Leave out the pictures and copy every record exactly.

────

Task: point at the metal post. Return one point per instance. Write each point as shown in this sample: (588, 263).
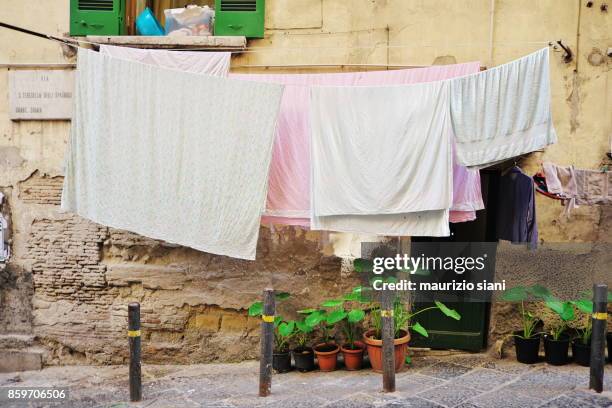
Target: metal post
(267, 343)
(598, 336)
(388, 337)
(134, 340)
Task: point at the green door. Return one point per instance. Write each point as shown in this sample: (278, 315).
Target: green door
(469, 333)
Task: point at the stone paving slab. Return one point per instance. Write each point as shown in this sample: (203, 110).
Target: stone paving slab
(443, 381)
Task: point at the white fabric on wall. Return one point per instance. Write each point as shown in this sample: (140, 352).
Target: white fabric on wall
(380, 157)
(210, 63)
(502, 112)
(148, 157)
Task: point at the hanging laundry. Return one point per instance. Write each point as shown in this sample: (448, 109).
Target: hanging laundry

────

*EXERCISE ANSWER*.
Task: point at the metal post. Return one point per instance. Write each point as shown in this sample: (588, 263).
Target: metal post
(267, 343)
(598, 336)
(388, 337)
(134, 340)
Task: point at the green door. Return one point per instance. Write each point as shown in this sample: (278, 315).
Target: green door
(469, 333)
Task: point at the stone paving slab. Return one point per instance. Write each point as shown in this sample: (203, 110).
Target: stone paving slab
(443, 381)
Task: point at the white fabric on wall. Return one point per instance. Write each point as shown in this sample: (140, 352).
Target: white fabric on wall
(380, 157)
(210, 63)
(502, 112)
(148, 157)
Task: point at the hanging laundry. Return one point per instance. Write each point as shown in this sample: (448, 109).
Target: hanging laundry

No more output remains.